> **SET PROBLEM**:
Put every line of the rows below into a Markdown table with the columns No. and Line text, numbering the lines in order and skipping any blank ones. Leave the pictures out of your answer.

<<<<

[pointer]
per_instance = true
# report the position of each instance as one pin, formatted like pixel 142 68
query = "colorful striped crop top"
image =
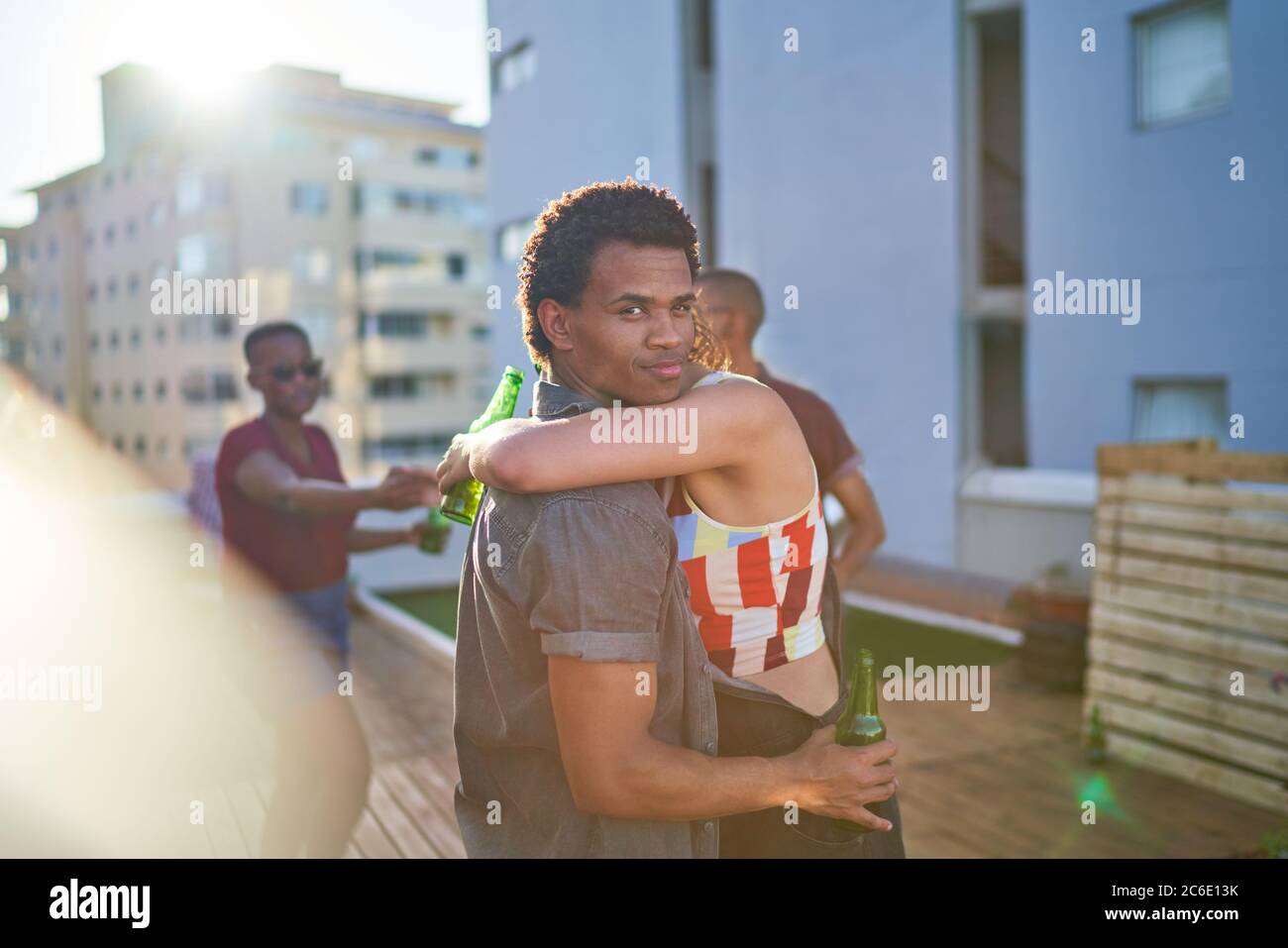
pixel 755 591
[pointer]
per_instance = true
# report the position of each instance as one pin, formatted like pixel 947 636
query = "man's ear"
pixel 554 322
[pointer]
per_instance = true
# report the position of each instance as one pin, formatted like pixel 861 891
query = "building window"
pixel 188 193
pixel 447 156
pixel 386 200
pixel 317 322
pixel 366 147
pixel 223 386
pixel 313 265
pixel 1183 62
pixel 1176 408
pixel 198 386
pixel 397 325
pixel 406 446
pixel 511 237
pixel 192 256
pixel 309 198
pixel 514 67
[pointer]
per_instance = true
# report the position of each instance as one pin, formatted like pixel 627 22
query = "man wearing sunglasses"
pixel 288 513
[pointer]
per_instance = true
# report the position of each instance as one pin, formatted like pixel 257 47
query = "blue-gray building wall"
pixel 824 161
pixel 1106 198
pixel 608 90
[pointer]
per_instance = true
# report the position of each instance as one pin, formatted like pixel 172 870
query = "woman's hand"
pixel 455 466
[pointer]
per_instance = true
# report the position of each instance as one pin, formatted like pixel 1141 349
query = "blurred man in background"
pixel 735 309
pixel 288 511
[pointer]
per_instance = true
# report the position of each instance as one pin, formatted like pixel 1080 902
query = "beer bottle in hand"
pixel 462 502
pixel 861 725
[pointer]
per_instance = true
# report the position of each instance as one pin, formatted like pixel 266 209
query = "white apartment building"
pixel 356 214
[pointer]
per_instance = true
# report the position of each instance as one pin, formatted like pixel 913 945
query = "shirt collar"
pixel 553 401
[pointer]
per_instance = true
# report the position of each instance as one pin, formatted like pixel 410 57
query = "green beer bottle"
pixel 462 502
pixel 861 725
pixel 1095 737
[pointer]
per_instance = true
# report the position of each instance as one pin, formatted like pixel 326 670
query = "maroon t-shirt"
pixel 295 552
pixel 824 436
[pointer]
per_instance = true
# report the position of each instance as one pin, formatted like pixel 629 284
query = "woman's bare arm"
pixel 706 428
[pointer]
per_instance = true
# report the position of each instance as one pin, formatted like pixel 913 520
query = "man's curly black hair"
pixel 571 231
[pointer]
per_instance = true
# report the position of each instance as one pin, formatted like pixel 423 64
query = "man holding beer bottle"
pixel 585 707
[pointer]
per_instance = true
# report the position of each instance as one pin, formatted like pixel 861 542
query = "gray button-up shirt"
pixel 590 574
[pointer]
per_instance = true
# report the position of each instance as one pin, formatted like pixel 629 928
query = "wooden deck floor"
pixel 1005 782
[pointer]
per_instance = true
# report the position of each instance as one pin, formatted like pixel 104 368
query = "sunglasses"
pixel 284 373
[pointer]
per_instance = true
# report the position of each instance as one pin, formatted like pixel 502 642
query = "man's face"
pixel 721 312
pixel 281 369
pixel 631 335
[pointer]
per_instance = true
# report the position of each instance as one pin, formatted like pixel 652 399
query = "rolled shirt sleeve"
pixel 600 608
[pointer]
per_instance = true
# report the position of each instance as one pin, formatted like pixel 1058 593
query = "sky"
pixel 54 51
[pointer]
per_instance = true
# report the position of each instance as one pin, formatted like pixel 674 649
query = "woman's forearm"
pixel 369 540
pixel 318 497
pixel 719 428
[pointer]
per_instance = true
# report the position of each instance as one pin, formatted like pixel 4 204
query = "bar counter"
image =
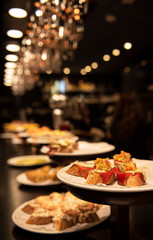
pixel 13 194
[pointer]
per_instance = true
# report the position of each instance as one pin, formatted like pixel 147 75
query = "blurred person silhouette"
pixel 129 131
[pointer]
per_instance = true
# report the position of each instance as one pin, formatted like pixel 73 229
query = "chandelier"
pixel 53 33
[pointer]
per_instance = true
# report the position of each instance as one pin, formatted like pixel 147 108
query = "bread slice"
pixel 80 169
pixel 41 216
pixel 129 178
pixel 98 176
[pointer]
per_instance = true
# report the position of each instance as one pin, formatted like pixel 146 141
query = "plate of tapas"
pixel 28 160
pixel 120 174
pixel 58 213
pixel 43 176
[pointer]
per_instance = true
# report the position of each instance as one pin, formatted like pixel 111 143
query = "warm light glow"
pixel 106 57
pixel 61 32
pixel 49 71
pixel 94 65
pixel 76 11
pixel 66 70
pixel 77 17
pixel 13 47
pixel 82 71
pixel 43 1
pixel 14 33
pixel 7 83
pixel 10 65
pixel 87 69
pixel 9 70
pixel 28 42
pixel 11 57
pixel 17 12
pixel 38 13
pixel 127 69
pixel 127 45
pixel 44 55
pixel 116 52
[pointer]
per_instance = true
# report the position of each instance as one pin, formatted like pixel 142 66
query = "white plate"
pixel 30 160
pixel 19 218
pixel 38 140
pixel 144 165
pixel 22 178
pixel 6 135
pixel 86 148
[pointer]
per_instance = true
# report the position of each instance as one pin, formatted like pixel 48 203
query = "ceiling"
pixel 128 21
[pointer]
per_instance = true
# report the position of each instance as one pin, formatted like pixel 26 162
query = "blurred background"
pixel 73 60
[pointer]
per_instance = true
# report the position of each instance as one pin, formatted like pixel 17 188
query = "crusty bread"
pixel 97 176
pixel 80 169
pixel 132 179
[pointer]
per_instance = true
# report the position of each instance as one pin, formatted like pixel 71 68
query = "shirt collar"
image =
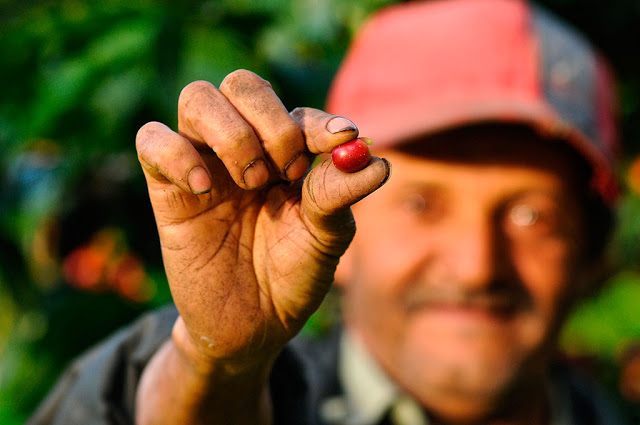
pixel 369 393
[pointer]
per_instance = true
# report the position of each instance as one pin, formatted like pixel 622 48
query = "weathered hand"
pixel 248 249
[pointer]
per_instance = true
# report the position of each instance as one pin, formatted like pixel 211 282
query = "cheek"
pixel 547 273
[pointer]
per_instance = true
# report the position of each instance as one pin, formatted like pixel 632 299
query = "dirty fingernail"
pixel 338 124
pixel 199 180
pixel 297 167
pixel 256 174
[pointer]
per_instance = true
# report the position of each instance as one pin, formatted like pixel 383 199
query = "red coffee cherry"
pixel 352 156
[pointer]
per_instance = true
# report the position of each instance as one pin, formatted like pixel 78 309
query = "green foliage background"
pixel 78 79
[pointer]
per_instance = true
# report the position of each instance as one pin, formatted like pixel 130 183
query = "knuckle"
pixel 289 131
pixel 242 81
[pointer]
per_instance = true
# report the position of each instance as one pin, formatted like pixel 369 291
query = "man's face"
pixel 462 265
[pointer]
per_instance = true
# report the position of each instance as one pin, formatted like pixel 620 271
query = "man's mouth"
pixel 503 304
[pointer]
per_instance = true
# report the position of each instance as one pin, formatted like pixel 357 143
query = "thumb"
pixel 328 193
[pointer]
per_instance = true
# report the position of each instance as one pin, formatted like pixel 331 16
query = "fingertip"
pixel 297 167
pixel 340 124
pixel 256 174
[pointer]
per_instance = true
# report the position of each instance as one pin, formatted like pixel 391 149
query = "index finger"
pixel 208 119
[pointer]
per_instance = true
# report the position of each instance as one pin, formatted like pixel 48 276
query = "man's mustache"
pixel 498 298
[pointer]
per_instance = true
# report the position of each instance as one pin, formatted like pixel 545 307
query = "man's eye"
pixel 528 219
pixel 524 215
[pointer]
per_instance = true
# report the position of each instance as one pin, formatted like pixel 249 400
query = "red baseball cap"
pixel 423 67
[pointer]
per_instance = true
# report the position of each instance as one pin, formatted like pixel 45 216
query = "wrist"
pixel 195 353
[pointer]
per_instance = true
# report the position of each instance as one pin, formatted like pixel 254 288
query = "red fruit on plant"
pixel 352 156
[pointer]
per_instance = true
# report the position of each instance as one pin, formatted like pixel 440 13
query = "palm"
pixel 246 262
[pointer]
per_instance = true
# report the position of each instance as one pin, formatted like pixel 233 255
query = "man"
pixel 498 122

>>>>

> **EXERCISE OUTPUT**:
| No. | Line text |
|---|---|
| 1 | [pointer] |
| 2 | per_instance = true |
| 3 | # report the position of each instance as one pin, formatted like pixel 142 68 |
| 4 | query = "colorful striped crop top" |
| 5 | image = |
| 6 | pixel 755 591 |
| 7 | [pointer] |
| 8 | per_instance = true |
| 9 | # report the position of each instance as one pin, formatted like pixel 947 636 |
| 10 | query = "man's ear" |
| 11 | pixel 554 322 |
| 12 | [pointer] |
| 13 | per_instance = true |
| 14 | # report the position of each instance as one pin, formatted like pixel 861 891 |
| 15 | query = "building window" |
| 16 | pixel 188 193 |
| 17 | pixel 447 156 |
| 18 | pixel 386 200 |
| 19 | pixel 317 322 |
| 20 | pixel 366 147 |
| 21 | pixel 223 386 |
| 22 | pixel 313 265 |
| 23 | pixel 1183 62 |
| 24 | pixel 1176 408 |
| 25 | pixel 198 386 |
| 26 | pixel 397 325 |
| 27 | pixel 406 446 |
| 28 | pixel 511 237 |
| 29 | pixel 192 256 |
| 30 | pixel 309 198 |
| 31 | pixel 514 67 |
| 32 | [pointer] |
| 33 | per_instance = true |
| 34 | # report the position of each instance as one pin, formatted like pixel 627 22 |
| 35 | query = "man wearing sunglasses" |
| 36 | pixel 288 513 |
| 37 | [pointer] |
| 38 | per_instance = true |
| 39 | # report the position of each instance as one pin, formatted like pixel 257 47 |
| 40 | query = "blue-gray building wall" |
| 41 | pixel 824 161 |
| 42 | pixel 1106 198 |
| 43 | pixel 608 90 |
| 44 | [pointer] |
| 45 | per_instance = true |
| 46 | # report the position of each instance as one pin, formatted like pixel 172 870 |
| 47 | query = "woman's hand" |
| 48 | pixel 455 466 |
| 49 | [pointer] |
| 50 | per_instance = true |
| 51 | # report the position of each instance as one pin, formatted like pixel 1141 349 |
| 52 | query = "blurred man in background" |
| 53 | pixel 735 309 |
| 54 | pixel 288 511 |
| 55 | [pointer] |
| 56 | per_instance = true |
| 57 | # report the position of each instance as one pin, formatted like pixel 1080 902 |
| 58 | query = "beer bottle in hand" |
| 59 | pixel 462 502 |
| 60 | pixel 861 725 |
| 61 | [pointer] |
| 62 | per_instance = true |
| 63 | # report the position of each instance as one pin, formatted like pixel 266 209 |
| 64 | query = "white apartment building" |
| 65 | pixel 356 214 |
| 66 | [pointer] |
| 67 | per_instance = true |
| 68 | # report the position of each instance as one pin, formatted like pixel 913 945 |
| 69 | query = "shirt collar" |
| 70 | pixel 553 401 |
| 71 | [pointer] |
| 72 | per_instance = true |
| 73 | # report the position of each instance as one pin, formatted like pixel 410 57 |
| 74 | query = "green beer bottle" |
| 75 | pixel 462 502 |
| 76 | pixel 861 725 |
| 77 | pixel 1095 737 |
| 78 | [pointer] |
| 79 | per_instance = true |
| 80 | # report the position of each instance as one pin, formatted like pixel 326 670 |
| 81 | query = "maroon t-shirt" |
| 82 | pixel 295 552 |
| 83 | pixel 824 436 |
| 84 | [pointer] |
| 85 | per_instance = true |
| 86 | # report the position of each instance as one pin, formatted like pixel 629 284 |
| 87 | query = "woman's bare arm" |
| 88 | pixel 706 428 |
| 89 | [pointer] |
| 90 | per_instance = true |
| 91 | # report the position of each instance as one pin, formatted like pixel 913 520 |
| 92 | query = "man's curly black hair" |
| 93 | pixel 571 231 |
| 94 | [pointer] |
| 95 | per_instance = true |
| 96 | # report the position of each instance as one pin, formatted like pixel 423 64 |
| 97 | query = "man holding beer bottle" |
| 98 | pixel 585 707 |
| 99 | [pointer] |
| 100 | per_instance = true |
| 101 | # report the position of each instance as one pin, formatted like pixel 861 542 |
| 102 | query = "gray button-up shirt" |
| 103 | pixel 590 574 |
| 104 | [pointer] |
| 105 | per_instance = true |
| 106 | # report the position of each instance as one pin, formatted like pixel 629 928 |
| 107 | query = "wooden deck floor" |
| 108 | pixel 1005 782 |
| 109 | [pointer] |
| 110 | per_instance = true |
| 111 | # report the position of each instance as one pin, formatted like pixel 104 368 |
| 112 | query = "sunglasses" |
| 113 | pixel 284 373 |
| 114 | [pointer] |
| 115 | per_instance = true |
| 116 | # report the position of each instance as one pin, formatted like pixel 502 642 |
| 117 | query = "man's face" |
| 118 | pixel 721 312 |
| 119 | pixel 281 369 |
| 120 | pixel 631 335 |
| 121 | [pointer] |
| 122 | per_instance = true |
| 123 | # report the position of each instance as one pin, formatted like pixel 652 399 |
| 124 | query = "rolled shirt sleeve" |
| 125 | pixel 600 608 |
| 126 | [pointer] |
| 127 | per_instance = true |
| 128 | # report the position of each instance as one pin, formatted like pixel 1058 593 |
| 129 | query = "sky" |
| 130 | pixel 54 51 |
| 131 | [pointer] |
| 132 | per_instance = true |
| 133 | # report the position of each instance as one pin, formatted like pixel 674 649 |
| 134 | query = "woman's forearm" |
| 135 | pixel 369 540 |
| 136 | pixel 318 497 |
| 137 | pixel 719 428 |
| 138 | [pointer] |
| 139 | per_instance = true |
| 140 | # report the position of each instance as one pin, formatted like pixel 4 204 |
| 141 | query = "bar counter" |
| 142 | image = |
| 143 | pixel 13 194 |
| 144 | [pointer] |
| 145 | per_instance = true |
| 146 | # report the position of each instance as one pin, formatted like pixel 147 75 |
| 147 | query = "blurred person silhouette" |
| 148 | pixel 129 131 |
| 149 | [pointer] |
| 150 | per_instance = true |
| 151 | # report the position of each instance as one pin, formatted like pixel 73 229 |
| 152 | query = "chandelier" |
| 153 | pixel 53 33 |
| 154 | [pointer] |
| 155 | per_instance = true |
| 156 | # report the position of each instance as one pin, formatted like pixel 147 108 |
| 157 | query = "bread slice" |
| 158 | pixel 80 169 |
| 159 | pixel 41 216 |
| 160 | pixel 129 178 |
| 161 | pixel 98 176 |
| 162 | [pointer] |
| 163 | per_instance = true |
| 164 | # report the position of each instance as one pin, formatted like pixel 146 141 |
| 165 | query = "plate of tapas" |
| 166 | pixel 28 160 |
| 167 | pixel 120 174 |
| 168 | pixel 58 213 |
| 169 | pixel 43 176 |
| 170 | [pointer] |
| 171 | per_instance = true |
| 172 | # report the position of each instance as one pin, formatted like pixel 111 143 |
| 173 | query = "warm light glow" |
| 174 | pixel 106 57 |
| 175 | pixel 61 32 |
| 176 | pixel 49 71 |
| 177 | pixel 94 65 |
| 178 | pixel 76 11 |
| 179 | pixel 66 70 |
| 180 | pixel 77 17 |
| 181 | pixel 13 47 |
| 182 | pixel 82 71 |
| 183 | pixel 43 1 |
| 184 | pixel 14 33 |
| 185 | pixel 7 83 |
| 186 | pixel 10 65 |
| 187 | pixel 87 69 |
| 188 | pixel 9 70 |
| 189 | pixel 28 42 |
| 190 | pixel 11 57 |
| 191 | pixel 17 12 |
| 192 | pixel 38 13 |
| 193 | pixel 127 69 |
| 194 | pixel 127 45 |
| 195 | pixel 44 55 |
| 196 | pixel 116 52 |
| 197 | [pointer] |
| 198 | per_instance = true |
| 199 | # report the position of each instance as one pin, formatted like pixel 142 66 |
| 200 | query = "white plate" |
| 201 | pixel 30 160 |
| 202 | pixel 19 218 |
| 203 | pixel 38 140 |
| 204 | pixel 144 165 |
| 205 | pixel 22 178 |
| 206 | pixel 6 135 |
| 207 | pixel 86 148 |
| 208 | [pointer] |
| 209 | per_instance = true |
| 210 | # report the position of each instance as one pin, formatted like pixel 48 203 |
| 211 | query = "ceiling" |
| 212 | pixel 128 21 |
| 213 | [pointer] |
| 214 | per_instance = true |
| 215 | # report the position of each instance as one pin, formatted like pixel 26 162 |
| 216 | query = "blurred background" |
| 217 | pixel 73 60 |
| 218 | [pointer] |
| 219 | per_instance = true |
| 220 | # report the position of each instance as one pin, formatted like pixel 17 188 |
| 221 | query = "crusty bread" |
| 222 | pixel 97 176 |
| 223 | pixel 80 169 |
| 224 | pixel 132 179 |
| 225 | [pointer] |
| 226 | per_instance = true |
| 227 | # report the position of each instance as one pin, formatted like pixel 71 68 |
| 228 | query = "shirt collar" |
| 229 | image = |
| 230 | pixel 369 393 |
| 231 | [pointer] |
| 232 | per_instance = true |
| 233 | # report the position of each instance as one pin, formatted like pixel 622 48 |
| 234 | query = "weathered hand" |
| 235 | pixel 248 249 |
| 236 | [pointer] |
| 237 | per_instance = true |
| 238 | # report the position of each instance as one pin, formatted like pixel 211 282 |
| 239 | query = "cheek" |
| 240 | pixel 547 273 |
| 241 | [pointer] |
| 242 | per_instance = true |
| 243 | # report the position of each instance as one pin, formatted like pixel 632 299 |
| 244 | query = "dirty fingernail" |
| 245 | pixel 338 124 |
| 246 | pixel 199 180 |
| 247 | pixel 297 167 |
| 248 | pixel 256 174 |
| 249 | [pointer] |
| 250 | per_instance = true |
| 251 | # report the position of each instance as one pin, formatted like pixel 383 199 |
| 252 | query = "red coffee cherry" |
| 253 | pixel 352 156 |
| 254 | [pointer] |
| 255 | per_instance = true |
| 256 | # report the position of each instance as one pin, formatted like pixel 78 309 |
| 257 | query = "green foliage background" |
| 258 | pixel 78 79 |
| 259 | [pointer] |
| 260 | per_instance = true |
| 261 | # report the position of each instance as one pin, formatted like pixel 130 183 |
| 262 | query = "knuckle" |
| 263 | pixel 289 131 |
| 264 | pixel 242 81 |
| 265 | [pointer] |
| 266 | per_instance = true |
| 267 | # report the position of each instance as one pin, formatted like pixel 369 291 |
| 268 | query = "man's face" |
| 269 | pixel 462 265 |
| 270 | [pointer] |
| 271 | per_instance = true |
| 272 | # report the position of each instance as one pin, formatted like pixel 620 271 |
| 273 | query = "man's mouth" |
| 274 | pixel 503 304 |
| 275 | [pointer] |
| 276 | per_instance = true |
| 277 | # report the position of each instance as one pin, formatted like pixel 357 143 |
| 278 | query = "thumb" |
| 279 | pixel 328 193 |
| 280 | [pointer] |
| 281 | per_instance = true |
| 282 | # report the position of each instance as one pin, formatted like pixel 331 16 |
| 283 | query = "fingertip" |
| 284 | pixel 297 167 |
| 285 | pixel 340 124 |
| 286 | pixel 256 174 |
| 287 | [pointer] |
| 288 | per_instance = true |
| 289 | # report the position of each instance as one pin, formatted like pixel 391 149 |
| 290 | query = "index finger" |
| 291 | pixel 208 119 |
| 292 | [pointer] |
| 293 | per_instance = true |
| 294 | # report the position of each instance as one pin, formatted like pixel 48 276 |
| 295 | query = "man's mustache" |
| 296 | pixel 498 298 |
| 297 | [pointer] |
| 298 | per_instance = true |
| 299 | # report the position of each instance as one pin, formatted like pixel 545 307 |
| 300 | query = "man's eye" |
| 301 | pixel 528 219 |
| 302 | pixel 524 215 |
| 303 | [pointer] |
| 304 | per_instance = true |
| 305 | # report the position of each instance as one pin, formatted like pixel 249 400 |
| 306 | query = "red baseball cap" |
| 307 | pixel 423 67 |
| 308 | [pointer] |
| 309 | per_instance = true |
| 310 | # report the position of each instance as one pin, formatted like pixel 45 216 |
| 311 | query = "wrist" |
| 312 | pixel 195 353 |
| 313 | [pointer] |
| 314 | per_instance = true |
| 315 | # report the position of each instance as one pin, formatted like pixel 254 288 |
| 316 | query = "red fruit on plant" |
| 317 | pixel 352 156 |
| 318 | [pointer] |
| 319 | per_instance = true |
| 320 | # report the position of each instance as one pin, formatted like pixel 440 13 |
| 321 | query = "palm" |
| 322 | pixel 246 262 |
| 323 | [pointer] |
| 324 | per_instance = true |
| 325 | # report the position of each instance as one pin, formatted like pixel 233 255 |
| 326 | query = "man" |
| 327 | pixel 498 122 |